**TEXT EXCERPT:**
* Begin *

“If you’re not confused, you’re not paying attention.”
-Tom Peters
 
When Tom Peters wrote “In Search Of Excellence” in 1982, this country was looking for answers - and it was looking for change. His primary focus was on leadership, and getting back to a corporate America that inspired individual capitalistic instinct as opposed to the burdensome corporate overhead culture that had dominated the times. Sound like a remedy for all that ails American leadership today? That’s a rhetorical question. Groupthink sits at the top of my league table of where this country went wrong in 2008.
 
How many times do we have to pick up a newspaper or listen to one of the financial media network’s interviews of the said savants of the American financial system and read or hear the following: “I’m not an economist… I don’t have a crystal ball… I don’t think anyone saw this coming…” It’s really tiring and pathetic altogether. The reality is that there were plenty of people in the room who raised their hands and/or proactively predicted that this movie wouldn’t end well – but the said leaders of our largest companies, endowments, and government regulatory institutions didn’t listen.

* End *

**SET PROBLEM:** Carry on the essay above about groupthink and American leadership in 2008, starting right after its last sentence.

**PROVIDED DATA:**
* Begin *

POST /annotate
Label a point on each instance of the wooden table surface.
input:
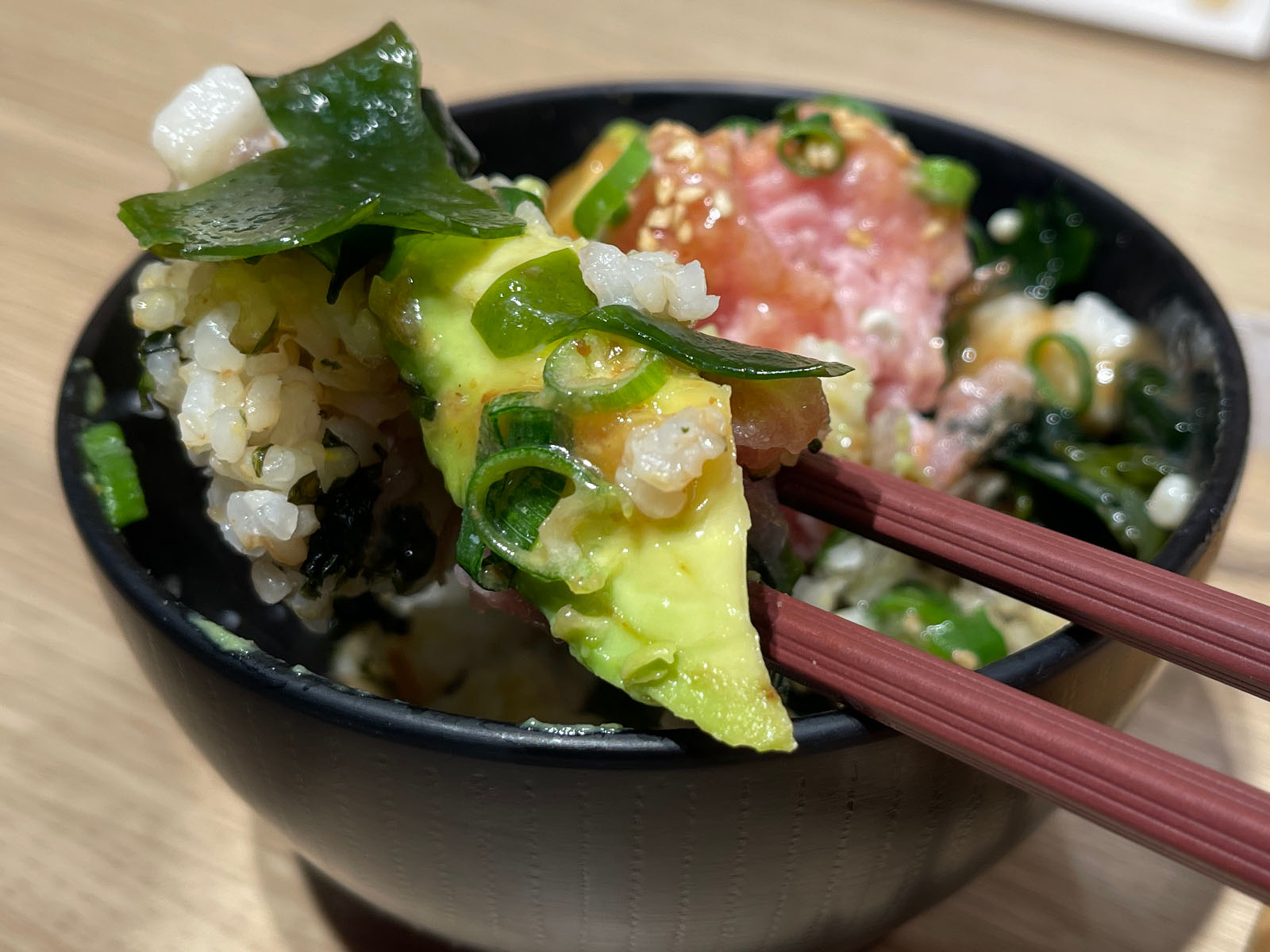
(114, 831)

* End *

**WRITTEN RESPONSE:**
 
It’s very easy to get “confused” if you hear but don’t listen. I think my Dad told me that when I was 3 years old. While that’s close to the age of Paulson’s appointed “Director of Financial Stability” program’s business career on Wall Street, it’s also a very basic thought process. At the peak of this reactive management culture we have built, the crackberry became king. The money became the reward. Now, it’s time to listen, turn it all off, and change.
 
Obama is making two more very important changes to the USA’s leadership lineup this morning by appointing David Tarullo to the Federal Reserve and Mary Shapiro to be the new head of the SEC. Yesterday I was saddened while I watched the current SEC groupthink head, Chris Cox, and Bernie Madoff, chased around by the manic media. One of these said leaders oversaw the doings of the other – everyone was getting paid to “not pay attention.” We can drag Arthur Levitt and every other ex-SEC chief onto the You Tube mats this morning and next, you’re not going to get any other answer from them than a narrative fallacy. There is no accountability in that - it’s time for change.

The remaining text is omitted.